### Given exercise 1
For the by-laws passage below, say whether each statement agrees with it. Answer yes or no and quote the deciding words: (a) A stockholder may attend a stockholders' meeting even without the right to vote any shares there. (b) Meetings of the Board of Directors must be held inside the State of Maryland. (c) Acceptance of the office of director has to be made in writing.

◆ ◆ ◆ ◆

Section 12. Attendance at Stockholders’ Meetings. Except as otherwise provided by the Articles of Incorporation or the By-Laws, any stockholder of the Corporation shall be entitled to

6


 

attend any meeting of stockholders of the Corporation regardless of whether such stockholder shall be entitled to vote any shares thereat or to have received notice thereof.
ARTICLE III — BOARD OF DIRECTORS
Section 1. Election and Term. Except as otherwise provided by law or by the Articles of Incorporation, and subject to the provisions of Sections 2, 13, 14 and 15 of this Article III, directors shall be elected at the annual meeting of stockholders to serve until the next annual meeting of stockholders and until their successors are elected and qualify or until their earlier resignation or removal.
Section 2. Qualification. Acceptance of the office of director may be expressed orally or in writing. The Board of Directors or the stockholders may fix, from time to time, such qualifications, if any, for election as a director or the continued holding of such office as they may deem appropriate in view of the Corporation’s business. Whenever any director of the Corporation ceases to be an employee of the Corporation and of all corporations that control or are under common control with the Corporation, he or she shall thereupon also cease to be a director of the Corporation without any further action on his or her part or on the part of the Board of Directors or the Chairman of the Board.

7


 

Section 3. Number. The Corporation shall have three directors as of the date of adoption hereof and thereafter such number as shall be fixed from time to time by resolution of the Board of Directors or by action of the Stockholders.
Section 4. General Powers. The business, properties and affairs of the Corporation shall be managed by or under the direction of the Board of Directors, which, without limiting the generality of the foregoing, shall have power to elect and appoint officers of the Corporation, to appoint and direct agents, to grant general or limited authority to officers, employees and agents of the Corporation to make, execute and deliver contracts and other instruments and documents in the name and on behalf of the Corporation and over its seal, without specific authority in each case, and to appoint committees of the Board of Directors in addition to those provided for in Article IV hereof, the membership of which may consist of either one or more directors and one or more persons who are not directors or two or more persons who are not directors, and which may advise the Board of Directors with respect to any matters relating to the conduct of the Corporation’s business. The Board of Directors may designate one or more directors as alternate members of any committee, including those provided for in Article IV hereof, who may replace any absent or disqualified member at any meeting of the committee. In addition, the Board of Directors may exercise all the powers of the Corporation and do all lawful acts and things that are not reserved to the stockholders by law or by the Articles of Incorporation.
Section 5. Place of Meetings. Meetings of the Board of Directors may be held at any place, within or without the State of Maryland, from time to time designated by the Board of Directors.

8


 

Section 6. Organization Meeting. A newly elected Board of Directors shall meet and organize, and may transact any other business that might be transacted at a regular meeting thereof, as soon as practicable after each annual meeting of stockholders, at the place at which such meeting of stockholders took place, without notice of such meeting, provided a majority of the whole Board of Directors is present. If such a majority is not present, such organization meeting may be held at any other time or place that may be specified in a notice given in the manner provided in Section 8 of this Article III for special meetings of the Board of Directors, or in a waiver of notice thereof.

◆ ◆ ◆ ◆

### Given exercise 2
Repeat the entries word for word, from the line containing "The component shall mark a point on the woman, providing" down to the last line of the entries, with both ends included.

### The data

◆ ◆ ◆ ◆

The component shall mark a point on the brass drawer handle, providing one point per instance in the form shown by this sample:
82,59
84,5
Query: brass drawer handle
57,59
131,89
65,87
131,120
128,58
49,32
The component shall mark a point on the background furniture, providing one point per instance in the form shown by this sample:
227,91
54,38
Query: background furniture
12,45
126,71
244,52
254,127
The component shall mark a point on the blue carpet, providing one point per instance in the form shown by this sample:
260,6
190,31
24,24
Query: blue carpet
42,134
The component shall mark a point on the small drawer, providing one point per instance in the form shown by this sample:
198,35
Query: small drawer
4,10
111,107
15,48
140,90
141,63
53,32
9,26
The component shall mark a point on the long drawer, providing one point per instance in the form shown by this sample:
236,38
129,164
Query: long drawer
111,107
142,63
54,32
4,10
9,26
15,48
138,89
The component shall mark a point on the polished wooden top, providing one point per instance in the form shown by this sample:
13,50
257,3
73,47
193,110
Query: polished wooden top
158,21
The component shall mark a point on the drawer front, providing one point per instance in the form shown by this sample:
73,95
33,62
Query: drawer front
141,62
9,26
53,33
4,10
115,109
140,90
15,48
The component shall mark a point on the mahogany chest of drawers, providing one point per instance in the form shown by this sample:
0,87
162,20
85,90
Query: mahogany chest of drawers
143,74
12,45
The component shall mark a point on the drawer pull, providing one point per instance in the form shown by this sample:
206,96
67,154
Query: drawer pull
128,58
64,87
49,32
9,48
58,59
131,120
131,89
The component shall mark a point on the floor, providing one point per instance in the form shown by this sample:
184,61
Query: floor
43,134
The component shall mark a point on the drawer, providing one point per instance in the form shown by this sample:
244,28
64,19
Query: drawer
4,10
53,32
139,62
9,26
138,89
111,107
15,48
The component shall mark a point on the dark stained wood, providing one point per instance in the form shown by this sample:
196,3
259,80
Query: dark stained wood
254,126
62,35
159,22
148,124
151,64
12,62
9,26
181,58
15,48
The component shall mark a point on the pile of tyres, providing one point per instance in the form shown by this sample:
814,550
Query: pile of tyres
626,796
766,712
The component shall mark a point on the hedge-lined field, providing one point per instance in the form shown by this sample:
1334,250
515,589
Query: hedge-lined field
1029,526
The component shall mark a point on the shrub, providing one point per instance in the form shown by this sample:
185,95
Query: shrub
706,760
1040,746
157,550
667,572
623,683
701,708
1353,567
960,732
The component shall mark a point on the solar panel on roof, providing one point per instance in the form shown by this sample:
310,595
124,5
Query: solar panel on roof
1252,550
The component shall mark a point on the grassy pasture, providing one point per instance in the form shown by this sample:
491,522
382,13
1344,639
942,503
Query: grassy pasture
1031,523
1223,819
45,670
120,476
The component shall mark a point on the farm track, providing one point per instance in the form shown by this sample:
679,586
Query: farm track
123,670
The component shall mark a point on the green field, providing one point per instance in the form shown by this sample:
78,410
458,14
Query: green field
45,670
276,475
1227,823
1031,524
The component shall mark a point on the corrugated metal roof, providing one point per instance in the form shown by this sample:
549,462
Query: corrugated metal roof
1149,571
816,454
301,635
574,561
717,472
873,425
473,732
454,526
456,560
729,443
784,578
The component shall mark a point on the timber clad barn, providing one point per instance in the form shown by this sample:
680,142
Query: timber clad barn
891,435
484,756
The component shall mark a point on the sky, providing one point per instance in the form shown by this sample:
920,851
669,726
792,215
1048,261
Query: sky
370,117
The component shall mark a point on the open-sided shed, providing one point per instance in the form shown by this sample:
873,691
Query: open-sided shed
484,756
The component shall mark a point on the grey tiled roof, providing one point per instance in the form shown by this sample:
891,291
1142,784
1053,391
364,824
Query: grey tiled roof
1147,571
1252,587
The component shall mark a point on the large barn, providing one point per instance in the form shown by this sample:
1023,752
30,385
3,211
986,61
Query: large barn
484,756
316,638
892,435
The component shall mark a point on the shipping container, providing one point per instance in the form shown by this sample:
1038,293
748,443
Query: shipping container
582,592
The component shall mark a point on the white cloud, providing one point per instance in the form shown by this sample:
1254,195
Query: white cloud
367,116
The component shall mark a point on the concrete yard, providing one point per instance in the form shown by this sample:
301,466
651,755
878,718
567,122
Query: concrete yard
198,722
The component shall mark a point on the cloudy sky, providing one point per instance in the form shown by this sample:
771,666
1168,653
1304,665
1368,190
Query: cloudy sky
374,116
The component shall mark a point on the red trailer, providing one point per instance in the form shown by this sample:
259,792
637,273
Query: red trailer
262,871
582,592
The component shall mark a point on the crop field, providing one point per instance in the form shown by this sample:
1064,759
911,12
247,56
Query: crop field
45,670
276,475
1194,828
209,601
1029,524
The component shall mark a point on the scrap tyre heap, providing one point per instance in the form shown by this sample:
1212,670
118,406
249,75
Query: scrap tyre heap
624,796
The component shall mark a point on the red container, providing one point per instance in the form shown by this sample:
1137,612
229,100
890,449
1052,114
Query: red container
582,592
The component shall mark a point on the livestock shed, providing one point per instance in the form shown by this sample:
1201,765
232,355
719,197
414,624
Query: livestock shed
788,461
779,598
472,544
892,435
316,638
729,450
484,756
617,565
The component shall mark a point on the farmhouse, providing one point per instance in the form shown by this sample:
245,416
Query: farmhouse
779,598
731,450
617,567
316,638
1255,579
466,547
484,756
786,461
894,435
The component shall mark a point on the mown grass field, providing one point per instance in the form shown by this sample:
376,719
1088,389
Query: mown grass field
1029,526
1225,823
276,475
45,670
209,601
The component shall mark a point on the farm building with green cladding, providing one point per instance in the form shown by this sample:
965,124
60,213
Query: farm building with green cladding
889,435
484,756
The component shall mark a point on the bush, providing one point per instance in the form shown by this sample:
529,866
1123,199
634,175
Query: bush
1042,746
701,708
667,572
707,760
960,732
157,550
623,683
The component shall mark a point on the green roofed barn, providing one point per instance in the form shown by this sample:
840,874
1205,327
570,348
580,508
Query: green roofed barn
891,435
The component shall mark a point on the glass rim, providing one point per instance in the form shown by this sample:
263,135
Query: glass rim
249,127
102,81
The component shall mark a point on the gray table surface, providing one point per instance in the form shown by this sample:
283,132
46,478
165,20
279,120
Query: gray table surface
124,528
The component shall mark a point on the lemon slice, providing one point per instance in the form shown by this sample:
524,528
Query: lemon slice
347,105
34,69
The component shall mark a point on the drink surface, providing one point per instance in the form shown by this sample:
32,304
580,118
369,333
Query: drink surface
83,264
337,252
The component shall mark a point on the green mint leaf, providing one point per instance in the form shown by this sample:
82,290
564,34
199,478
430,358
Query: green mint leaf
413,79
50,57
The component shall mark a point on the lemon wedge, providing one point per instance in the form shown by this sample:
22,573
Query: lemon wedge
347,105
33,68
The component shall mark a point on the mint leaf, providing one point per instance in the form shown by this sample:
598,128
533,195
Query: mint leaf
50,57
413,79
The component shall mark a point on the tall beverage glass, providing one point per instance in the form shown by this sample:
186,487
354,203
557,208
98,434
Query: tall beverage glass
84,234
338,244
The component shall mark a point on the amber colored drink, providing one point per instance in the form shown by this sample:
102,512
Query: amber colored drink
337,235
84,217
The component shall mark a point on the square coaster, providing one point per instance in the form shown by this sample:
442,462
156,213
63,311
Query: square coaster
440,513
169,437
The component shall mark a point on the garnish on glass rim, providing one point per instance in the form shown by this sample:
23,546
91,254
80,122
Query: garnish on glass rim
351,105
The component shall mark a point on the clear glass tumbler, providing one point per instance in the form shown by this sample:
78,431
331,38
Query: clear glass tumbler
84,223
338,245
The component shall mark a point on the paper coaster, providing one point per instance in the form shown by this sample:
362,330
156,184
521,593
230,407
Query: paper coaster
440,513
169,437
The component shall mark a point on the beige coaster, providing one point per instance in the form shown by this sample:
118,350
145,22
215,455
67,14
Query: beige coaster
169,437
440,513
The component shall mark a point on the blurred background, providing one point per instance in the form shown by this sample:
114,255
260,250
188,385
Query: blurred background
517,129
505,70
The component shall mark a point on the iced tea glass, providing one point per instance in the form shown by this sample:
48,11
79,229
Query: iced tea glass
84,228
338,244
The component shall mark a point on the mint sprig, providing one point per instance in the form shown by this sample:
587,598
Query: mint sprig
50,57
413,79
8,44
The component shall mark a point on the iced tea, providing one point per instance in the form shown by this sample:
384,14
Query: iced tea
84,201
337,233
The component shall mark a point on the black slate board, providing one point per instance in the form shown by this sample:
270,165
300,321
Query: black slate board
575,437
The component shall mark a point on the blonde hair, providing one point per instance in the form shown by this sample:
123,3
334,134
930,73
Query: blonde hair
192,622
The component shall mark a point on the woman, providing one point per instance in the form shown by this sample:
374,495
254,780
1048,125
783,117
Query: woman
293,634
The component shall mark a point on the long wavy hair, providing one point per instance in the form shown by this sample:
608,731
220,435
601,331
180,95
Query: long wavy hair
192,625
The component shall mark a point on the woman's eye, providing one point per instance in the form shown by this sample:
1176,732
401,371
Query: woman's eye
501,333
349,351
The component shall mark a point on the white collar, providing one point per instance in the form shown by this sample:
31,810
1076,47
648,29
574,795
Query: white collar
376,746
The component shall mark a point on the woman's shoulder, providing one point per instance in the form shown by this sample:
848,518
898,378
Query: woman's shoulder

◆ ◆ ◆ ◆

### Solution 1
(a) Yes: "regardless of whether such stockholder shall be entitled to vote any shares thereat"
(b) No: "within or without the State of Maryland"
(c) No: "may be expressed orally or in writing"

### Solution 2
The component shall mark a point on the woman, providing one point per instance in the form shown by this sample:
374,495
254,780
1048,125
783,117
Query: woman
293,634
The component shall mark a point on the long wavy hair, providing one point per instance in the form shown by this sample:
608,731
220,435
601,331
180,95
Query: long wavy hair
192,625
The component shall mark a point on the woman's eye, providing one point per instance in the form shown by this sample:
1176,732
401,371
Query: woman's eye
501,333
349,351
The component shall mark a point on the white collar, providing one point per instance in the form shown by this sample:
31,810
1076,47
648,29
574,795
Query: white collar
376,746
The component shall mark a point on the woman's shoulder, providing one point per instance in the form shown by this sample:
848,518
898,378
Query: woman's shoulder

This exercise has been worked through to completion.